- Task to carry out
Please could you give again the lines from the one holding "Would you mind marking the blue drawer" through the final line of the data below, exactly, with no other lines?

-- Data to use follows --

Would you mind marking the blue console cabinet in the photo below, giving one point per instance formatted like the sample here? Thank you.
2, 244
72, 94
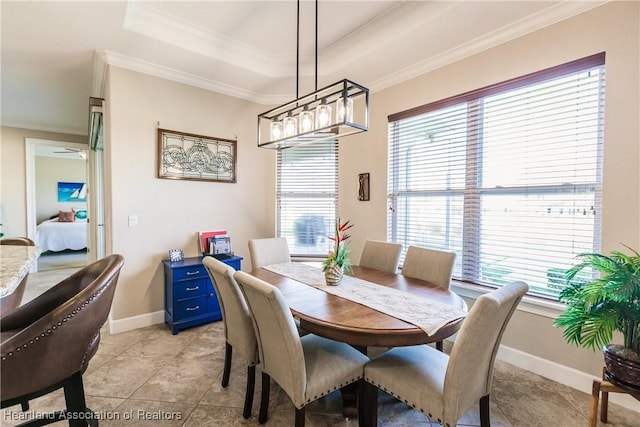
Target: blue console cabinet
189, 296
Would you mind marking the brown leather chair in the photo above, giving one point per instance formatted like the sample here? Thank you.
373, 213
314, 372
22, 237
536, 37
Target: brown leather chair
13, 300
47, 343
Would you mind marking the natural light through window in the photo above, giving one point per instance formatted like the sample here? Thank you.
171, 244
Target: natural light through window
508, 177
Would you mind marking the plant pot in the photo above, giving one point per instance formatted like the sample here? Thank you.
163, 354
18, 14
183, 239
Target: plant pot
333, 275
622, 365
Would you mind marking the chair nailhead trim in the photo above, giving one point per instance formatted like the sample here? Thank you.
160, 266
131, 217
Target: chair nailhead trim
54, 327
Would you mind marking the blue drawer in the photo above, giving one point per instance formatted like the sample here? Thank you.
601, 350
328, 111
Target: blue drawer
190, 308
191, 288
190, 272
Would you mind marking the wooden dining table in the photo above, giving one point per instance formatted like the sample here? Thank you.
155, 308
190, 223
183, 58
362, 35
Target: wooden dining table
341, 319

-- Data to use concluded --

- Result
Would you mind marking the blue drawer in the photo above, giving one point per instance formatted like the sample here? Thank you.
601, 350
328, 111
Target: blue drawer
190, 308
191, 288
190, 272
Would you mind marking the wooden dining table in the photo above, giving one point per instance formatted like the sample here? Thank you.
155, 308
190, 223
183, 58
362, 35
Target: wooden dining table
341, 319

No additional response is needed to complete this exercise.